··· Dataset
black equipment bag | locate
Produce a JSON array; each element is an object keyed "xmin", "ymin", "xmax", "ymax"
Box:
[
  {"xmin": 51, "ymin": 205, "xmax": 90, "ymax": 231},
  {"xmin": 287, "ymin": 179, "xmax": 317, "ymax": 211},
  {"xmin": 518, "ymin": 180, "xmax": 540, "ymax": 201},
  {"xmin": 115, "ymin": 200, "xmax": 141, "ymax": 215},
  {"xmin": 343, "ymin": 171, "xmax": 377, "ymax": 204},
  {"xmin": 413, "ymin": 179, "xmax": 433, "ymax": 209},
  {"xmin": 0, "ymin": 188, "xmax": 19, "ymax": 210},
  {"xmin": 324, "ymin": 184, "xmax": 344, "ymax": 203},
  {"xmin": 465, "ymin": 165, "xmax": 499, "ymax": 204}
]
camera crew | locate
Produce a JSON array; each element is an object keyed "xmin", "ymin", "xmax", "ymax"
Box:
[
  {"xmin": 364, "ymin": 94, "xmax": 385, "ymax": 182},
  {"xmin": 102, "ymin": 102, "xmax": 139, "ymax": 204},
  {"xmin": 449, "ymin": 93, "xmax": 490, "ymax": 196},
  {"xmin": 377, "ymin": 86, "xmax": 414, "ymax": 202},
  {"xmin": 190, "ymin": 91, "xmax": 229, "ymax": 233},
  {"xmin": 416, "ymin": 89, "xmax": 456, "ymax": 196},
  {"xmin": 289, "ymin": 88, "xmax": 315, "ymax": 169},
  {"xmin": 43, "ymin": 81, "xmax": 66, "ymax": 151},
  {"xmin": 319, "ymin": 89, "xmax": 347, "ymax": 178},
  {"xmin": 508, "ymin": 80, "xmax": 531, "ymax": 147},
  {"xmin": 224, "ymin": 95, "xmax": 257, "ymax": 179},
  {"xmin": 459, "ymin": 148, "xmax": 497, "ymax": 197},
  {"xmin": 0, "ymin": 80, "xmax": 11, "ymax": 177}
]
······
### [Your objective]
Reproduce all of the records above verbatim, line for line.

### [Response to this exercise]
black equipment bag | locate
Produce a JSON array; each element is an object keyed "xmin", "ymin", "xmax", "ymax"
Box:
[
  {"xmin": 51, "ymin": 205, "xmax": 90, "ymax": 231},
  {"xmin": 287, "ymin": 179, "xmax": 317, "ymax": 211},
  {"xmin": 518, "ymin": 180, "xmax": 540, "ymax": 201},
  {"xmin": 115, "ymin": 200, "xmax": 141, "ymax": 215},
  {"xmin": 343, "ymin": 171, "xmax": 377, "ymax": 204},
  {"xmin": 413, "ymin": 179, "xmax": 433, "ymax": 209},
  {"xmin": 0, "ymin": 188, "xmax": 19, "ymax": 210},
  {"xmin": 324, "ymin": 184, "xmax": 344, "ymax": 203},
  {"xmin": 465, "ymin": 165, "xmax": 499, "ymax": 204}
]
camera crew | locate
Produce a JSON array; each element is an object keyed "xmin", "ymin", "xmax", "ymax"
Box:
[
  {"xmin": 364, "ymin": 94, "xmax": 385, "ymax": 182},
  {"xmin": 102, "ymin": 102, "xmax": 139, "ymax": 204},
  {"xmin": 449, "ymin": 93, "xmax": 490, "ymax": 196},
  {"xmin": 377, "ymin": 86, "xmax": 414, "ymax": 202},
  {"xmin": 190, "ymin": 91, "xmax": 229, "ymax": 233},
  {"xmin": 416, "ymin": 89, "xmax": 456, "ymax": 196},
  {"xmin": 289, "ymin": 88, "xmax": 315, "ymax": 169},
  {"xmin": 43, "ymin": 81, "xmax": 66, "ymax": 151},
  {"xmin": 319, "ymin": 89, "xmax": 347, "ymax": 178},
  {"xmin": 508, "ymin": 80, "xmax": 531, "ymax": 147},
  {"xmin": 224, "ymin": 95, "xmax": 257, "ymax": 179},
  {"xmin": 459, "ymin": 148, "xmax": 497, "ymax": 197},
  {"xmin": 0, "ymin": 80, "xmax": 11, "ymax": 177}
]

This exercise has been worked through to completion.